__DIRECTIONS__. Print, without any change, the part of the material that opens at its very beginning and closes with the line containing "POLYGON ((146 71, 126", including that line.

__RECORDS TO USE__.
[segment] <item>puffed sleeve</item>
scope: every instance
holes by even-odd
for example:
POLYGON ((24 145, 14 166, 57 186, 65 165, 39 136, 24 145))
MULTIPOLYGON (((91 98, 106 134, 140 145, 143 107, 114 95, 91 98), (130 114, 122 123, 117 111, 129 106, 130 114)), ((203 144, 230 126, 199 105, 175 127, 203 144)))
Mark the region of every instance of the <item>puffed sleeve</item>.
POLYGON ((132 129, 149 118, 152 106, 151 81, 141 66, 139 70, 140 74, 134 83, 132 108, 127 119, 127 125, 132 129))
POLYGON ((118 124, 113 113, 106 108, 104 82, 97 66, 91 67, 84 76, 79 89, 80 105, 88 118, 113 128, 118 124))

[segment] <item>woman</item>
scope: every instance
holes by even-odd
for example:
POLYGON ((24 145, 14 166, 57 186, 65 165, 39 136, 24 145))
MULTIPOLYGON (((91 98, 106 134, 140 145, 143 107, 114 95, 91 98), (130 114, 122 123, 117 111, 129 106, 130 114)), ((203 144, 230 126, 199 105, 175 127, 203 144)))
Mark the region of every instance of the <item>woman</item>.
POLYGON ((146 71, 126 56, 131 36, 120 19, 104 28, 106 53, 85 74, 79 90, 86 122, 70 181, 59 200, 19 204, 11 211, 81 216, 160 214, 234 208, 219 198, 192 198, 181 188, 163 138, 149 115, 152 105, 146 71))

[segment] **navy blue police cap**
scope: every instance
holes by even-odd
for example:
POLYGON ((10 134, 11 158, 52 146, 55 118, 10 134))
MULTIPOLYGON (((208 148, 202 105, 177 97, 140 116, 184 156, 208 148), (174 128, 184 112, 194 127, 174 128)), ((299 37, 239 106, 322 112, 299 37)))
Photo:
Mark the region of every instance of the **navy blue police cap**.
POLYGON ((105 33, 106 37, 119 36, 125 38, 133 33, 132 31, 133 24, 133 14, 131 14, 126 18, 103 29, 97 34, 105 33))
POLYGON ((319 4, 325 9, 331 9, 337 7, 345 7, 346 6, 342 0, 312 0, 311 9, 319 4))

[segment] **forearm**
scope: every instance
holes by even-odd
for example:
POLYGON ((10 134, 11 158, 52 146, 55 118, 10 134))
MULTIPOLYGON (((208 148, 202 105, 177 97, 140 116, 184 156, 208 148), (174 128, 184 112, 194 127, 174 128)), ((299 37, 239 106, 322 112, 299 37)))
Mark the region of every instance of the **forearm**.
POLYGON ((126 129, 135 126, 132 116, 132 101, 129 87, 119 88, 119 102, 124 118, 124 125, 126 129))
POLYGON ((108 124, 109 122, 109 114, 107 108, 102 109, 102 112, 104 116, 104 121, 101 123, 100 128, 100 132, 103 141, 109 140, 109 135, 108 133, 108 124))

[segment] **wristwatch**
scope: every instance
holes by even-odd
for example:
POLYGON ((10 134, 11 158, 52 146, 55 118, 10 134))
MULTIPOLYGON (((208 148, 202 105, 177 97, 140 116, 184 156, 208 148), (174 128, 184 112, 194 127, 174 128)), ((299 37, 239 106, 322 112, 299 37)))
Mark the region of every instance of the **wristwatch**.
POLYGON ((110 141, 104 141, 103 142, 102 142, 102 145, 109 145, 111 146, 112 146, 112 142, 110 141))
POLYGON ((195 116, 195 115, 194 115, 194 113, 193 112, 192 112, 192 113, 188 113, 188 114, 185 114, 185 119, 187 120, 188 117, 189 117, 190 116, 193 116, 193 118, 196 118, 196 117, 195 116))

__SOLUTION FOR THIS TASK__.
[segment] <item>puffed sleeve</item>
scope: every instance
holes by even-odd
for example:
POLYGON ((24 145, 14 166, 57 186, 65 165, 39 136, 24 145))
MULTIPOLYGON (((91 98, 106 134, 140 145, 143 107, 114 95, 91 98), (130 114, 122 123, 117 111, 129 106, 130 114)), ((203 144, 230 126, 199 105, 175 127, 203 144)))
Mark the region of every instance of the <item>puffed sleeve</item>.
POLYGON ((132 129, 149 118, 152 106, 151 81, 141 66, 139 70, 140 74, 134 83, 132 108, 127 119, 127 125, 132 129))
POLYGON ((118 124, 113 113, 106 108, 104 82, 97 66, 91 67, 84 76, 79 89, 80 105, 88 118, 113 128, 118 124))

[segment] <item>woman</item>
scope: every instance
holes by even-odd
for example:
POLYGON ((24 145, 14 166, 57 186, 65 165, 39 136, 24 145))
MULTIPOLYGON (((91 98, 106 134, 140 145, 143 107, 114 95, 91 98), (130 114, 122 123, 117 111, 129 106, 130 114)), ((203 144, 230 126, 199 105, 175 127, 203 144)))
Mark the region of every instance of the <item>woman</item>.
POLYGON ((146 71, 126 56, 131 36, 120 19, 104 28, 106 53, 85 74, 79 90, 86 122, 70 181, 59 200, 19 204, 11 211, 81 216, 160 214, 234 208, 219 198, 192 198, 181 188, 163 138, 149 115, 152 105, 146 71))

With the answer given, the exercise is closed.